### What is expected
Repeat the listing in full. Nothing may be added or left out.

### Record extracts
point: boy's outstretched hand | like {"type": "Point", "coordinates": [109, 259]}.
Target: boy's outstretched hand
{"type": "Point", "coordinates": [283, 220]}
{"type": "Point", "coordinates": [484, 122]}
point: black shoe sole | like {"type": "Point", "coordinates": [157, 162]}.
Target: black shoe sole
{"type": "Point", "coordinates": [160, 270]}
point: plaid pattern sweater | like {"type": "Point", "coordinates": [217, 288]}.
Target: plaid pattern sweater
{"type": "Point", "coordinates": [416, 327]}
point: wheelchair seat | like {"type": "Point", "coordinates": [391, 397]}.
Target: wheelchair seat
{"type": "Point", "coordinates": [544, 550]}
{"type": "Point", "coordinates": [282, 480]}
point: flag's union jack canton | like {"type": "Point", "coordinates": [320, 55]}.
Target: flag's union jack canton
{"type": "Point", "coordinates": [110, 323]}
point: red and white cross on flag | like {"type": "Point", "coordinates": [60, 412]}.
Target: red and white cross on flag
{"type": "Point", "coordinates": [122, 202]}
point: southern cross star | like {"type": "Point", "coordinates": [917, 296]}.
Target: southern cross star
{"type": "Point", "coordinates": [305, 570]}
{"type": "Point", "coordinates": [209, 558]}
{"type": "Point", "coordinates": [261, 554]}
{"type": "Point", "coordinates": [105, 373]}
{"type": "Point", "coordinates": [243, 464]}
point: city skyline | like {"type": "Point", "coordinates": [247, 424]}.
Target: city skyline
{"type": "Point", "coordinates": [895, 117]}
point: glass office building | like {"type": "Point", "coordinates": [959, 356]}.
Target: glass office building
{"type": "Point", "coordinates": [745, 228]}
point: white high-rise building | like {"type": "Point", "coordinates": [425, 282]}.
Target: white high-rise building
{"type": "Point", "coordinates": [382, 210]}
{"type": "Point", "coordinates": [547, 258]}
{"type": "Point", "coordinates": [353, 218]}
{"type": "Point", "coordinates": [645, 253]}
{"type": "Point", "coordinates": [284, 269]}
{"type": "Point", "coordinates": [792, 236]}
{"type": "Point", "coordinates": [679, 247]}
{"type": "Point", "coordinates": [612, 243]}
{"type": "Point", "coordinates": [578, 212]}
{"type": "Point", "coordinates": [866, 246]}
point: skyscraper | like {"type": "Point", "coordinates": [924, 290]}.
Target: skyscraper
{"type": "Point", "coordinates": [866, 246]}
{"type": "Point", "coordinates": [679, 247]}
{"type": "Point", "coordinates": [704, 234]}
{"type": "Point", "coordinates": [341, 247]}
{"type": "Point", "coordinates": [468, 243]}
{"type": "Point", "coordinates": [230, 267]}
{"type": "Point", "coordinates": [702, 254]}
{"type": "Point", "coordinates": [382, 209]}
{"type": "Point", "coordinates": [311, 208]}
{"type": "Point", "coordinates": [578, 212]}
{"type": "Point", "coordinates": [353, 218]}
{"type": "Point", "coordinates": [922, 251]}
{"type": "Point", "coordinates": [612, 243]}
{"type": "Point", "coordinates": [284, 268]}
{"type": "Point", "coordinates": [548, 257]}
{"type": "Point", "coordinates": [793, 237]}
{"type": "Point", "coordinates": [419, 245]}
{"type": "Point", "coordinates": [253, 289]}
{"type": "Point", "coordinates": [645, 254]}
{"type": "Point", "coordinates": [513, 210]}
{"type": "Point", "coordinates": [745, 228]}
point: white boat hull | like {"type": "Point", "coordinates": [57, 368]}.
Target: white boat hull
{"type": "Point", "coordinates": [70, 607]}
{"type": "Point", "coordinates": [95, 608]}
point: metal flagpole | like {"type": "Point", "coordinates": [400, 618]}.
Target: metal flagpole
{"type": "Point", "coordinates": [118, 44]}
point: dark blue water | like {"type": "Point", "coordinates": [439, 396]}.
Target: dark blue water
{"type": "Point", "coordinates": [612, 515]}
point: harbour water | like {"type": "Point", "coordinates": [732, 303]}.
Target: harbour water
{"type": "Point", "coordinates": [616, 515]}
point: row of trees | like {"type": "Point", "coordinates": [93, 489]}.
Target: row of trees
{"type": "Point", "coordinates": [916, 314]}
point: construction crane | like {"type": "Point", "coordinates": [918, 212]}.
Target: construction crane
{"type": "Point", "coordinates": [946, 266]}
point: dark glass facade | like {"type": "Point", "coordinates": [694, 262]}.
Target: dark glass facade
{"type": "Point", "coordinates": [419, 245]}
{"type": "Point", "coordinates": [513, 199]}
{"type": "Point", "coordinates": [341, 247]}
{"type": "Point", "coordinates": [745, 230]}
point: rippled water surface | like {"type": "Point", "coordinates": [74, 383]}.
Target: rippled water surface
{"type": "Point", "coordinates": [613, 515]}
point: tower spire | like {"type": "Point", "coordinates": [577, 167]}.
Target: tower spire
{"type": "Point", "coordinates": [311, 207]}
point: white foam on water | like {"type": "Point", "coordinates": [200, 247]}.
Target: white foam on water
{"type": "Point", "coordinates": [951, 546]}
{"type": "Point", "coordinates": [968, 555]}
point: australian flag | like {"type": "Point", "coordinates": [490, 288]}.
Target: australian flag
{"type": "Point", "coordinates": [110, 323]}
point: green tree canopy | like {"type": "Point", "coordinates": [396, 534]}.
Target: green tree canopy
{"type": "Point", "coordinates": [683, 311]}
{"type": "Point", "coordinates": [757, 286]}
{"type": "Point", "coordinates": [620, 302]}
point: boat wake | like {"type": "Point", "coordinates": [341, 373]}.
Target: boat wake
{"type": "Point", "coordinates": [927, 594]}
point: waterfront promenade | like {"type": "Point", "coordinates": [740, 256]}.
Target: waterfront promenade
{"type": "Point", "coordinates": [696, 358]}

### Answer to the problem
point: boy's outstretched hand | like {"type": "Point", "coordinates": [109, 259]}.
Target: boy's outstretched hand
{"type": "Point", "coordinates": [283, 220]}
{"type": "Point", "coordinates": [484, 122]}
point: black shoe sole | like {"type": "Point", "coordinates": [157, 162]}.
Target: black shoe sole
{"type": "Point", "coordinates": [160, 270]}
point: plaid pattern sweater | like {"type": "Point", "coordinates": [217, 288]}.
Target: plaid pattern sweater
{"type": "Point", "coordinates": [416, 327]}
point: wheelchair seat | like {"type": "Point", "coordinates": [391, 397]}.
Target: wheelchair seat
{"type": "Point", "coordinates": [544, 550]}
{"type": "Point", "coordinates": [282, 480]}
point: flag's union jack canton | like {"type": "Point", "coordinates": [320, 55]}.
Target: flag's union jack canton
{"type": "Point", "coordinates": [110, 323]}
point: red and white cross on flag | like {"type": "Point", "coordinates": [60, 412]}.
Target: red and white cross on flag
{"type": "Point", "coordinates": [122, 202]}
point: southern cross star | like {"type": "Point", "coordinates": [917, 296]}.
Target: southern cross star
{"type": "Point", "coordinates": [305, 570]}
{"type": "Point", "coordinates": [209, 558]}
{"type": "Point", "coordinates": [261, 554]}
{"type": "Point", "coordinates": [105, 373]}
{"type": "Point", "coordinates": [243, 464]}
point: city skyline | like {"type": "Point", "coordinates": [247, 424]}.
Target: city skyline
{"type": "Point", "coordinates": [895, 117]}
point: glass office building | like {"type": "Point", "coordinates": [959, 356]}.
Target: glass office building
{"type": "Point", "coordinates": [745, 228]}
point: white high-rise building | like {"type": "Point", "coordinates": [425, 282]}.
Target: white high-rise building
{"type": "Point", "coordinates": [382, 210]}
{"type": "Point", "coordinates": [547, 258]}
{"type": "Point", "coordinates": [353, 218]}
{"type": "Point", "coordinates": [645, 253]}
{"type": "Point", "coordinates": [284, 269]}
{"type": "Point", "coordinates": [792, 236]}
{"type": "Point", "coordinates": [679, 247]}
{"type": "Point", "coordinates": [612, 243]}
{"type": "Point", "coordinates": [578, 212]}
{"type": "Point", "coordinates": [866, 246]}
point: skyscraper | like {"type": "Point", "coordinates": [924, 290]}.
Target: skyscraper
{"type": "Point", "coordinates": [866, 246]}
{"type": "Point", "coordinates": [679, 247]}
{"type": "Point", "coordinates": [704, 234]}
{"type": "Point", "coordinates": [341, 247]}
{"type": "Point", "coordinates": [468, 243]}
{"type": "Point", "coordinates": [230, 267]}
{"type": "Point", "coordinates": [702, 254]}
{"type": "Point", "coordinates": [382, 209]}
{"type": "Point", "coordinates": [311, 208]}
{"type": "Point", "coordinates": [578, 212]}
{"type": "Point", "coordinates": [353, 218]}
{"type": "Point", "coordinates": [922, 251]}
{"type": "Point", "coordinates": [612, 243]}
{"type": "Point", "coordinates": [284, 268]}
{"type": "Point", "coordinates": [548, 257]}
{"type": "Point", "coordinates": [793, 237]}
{"type": "Point", "coordinates": [419, 245]}
{"type": "Point", "coordinates": [253, 289]}
{"type": "Point", "coordinates": [645, 254]}
{"type": "Point", "coordinates": [513, 210]}
{"type": "Point", "coordinates": [745, 228]}
point: white boat hull | like {"type": "Point", "coordinates": [57, 368]}.
Target: white boat hull
{"type": "Point", "coordinates": [70, 607]}
{"type": "Point", "coordinates": [95, 608]}
point: metal flagpole | like {"type": "Point", "coordinates": [400, 618]}.
Target: metal flagpole
{"type": "Point", "coordinates": [118, 44]}
point: dark blue water | like {"type": "Point", "coordinates": [439, 396]}.
Target: dark blue water
{"type": "Point", "coordinates": [612, 515]}
point: harbour water | like {"type": "Point", "coordinates": [732, 303]}.
Target: harbour water
{"type": "Point", "coordinates": [616, 515]}
point: row of trees | like {"type": "Point", "coordinates": [93, 489]}.
Target: row of trees
{"type": "Point", "coordinates": [916, 314]}
point: construction crane | like {"type": "Point", "coordinates": [918, 212]}.
Target: construction crane
{"type": "Point", "coordinates": [946, 266]}
point: dark glass facade | like {"type": "Point", "coordinates": [694, 262]}.
Target: dark glass facade
{"type": "Point", "coordinates": [419, 245]}
{"type": "Point", "coordinates": [513, 199]}
{"type": "Point", "coordinates": [341, 247]}
{"type": "Point", "coordinates": [745, 230]}
point: rippled water surface | like {"type": "Point", "coordinates": [74, 383]}.
Target: rippled water surface
{"type": "Point", "coordinates": [613, 515]}
point: tower spire | like {"type": "Point", "coordinates": [577, 167]}.
Target: tower spire
{"type": "Point", "coordinates": [311, 207]}
point: white foam on water | like {"type": "Point", "coordinates": [200, 247]}.
Target: white foam on water
{"type": "Point", "coordinates": [951, 546]}
{"type": "Point", "coordinates": [968, 555]}
point: australian flag | like {"type": "Point", "coordinates": [490, 288]}.
Target: australian flag
{"type": "Point", "coordinates": [110, 323]}
point: green tree canopy | like {"type": "Point", "coordinates": [396, 534]}.
Target: green tree canopy
{"type": "Point", "coordinates": [683, 311]}
{"type": "Point", "coordinates": [757, 286]}
{"type": "Point", "coordinates": [620, 302]}
point: boat wake | like {"type": "Point", "coordinates": [341, 373]}.
Target: boat wake
{"type": "Point", "coordinates": [927, 594]}
point: waterfront promenade | like {"type": "Point", "coordinates": [740, 256]}.
Target: waterfront promenade
{"type": "Point", "coordinates": [696, 358]}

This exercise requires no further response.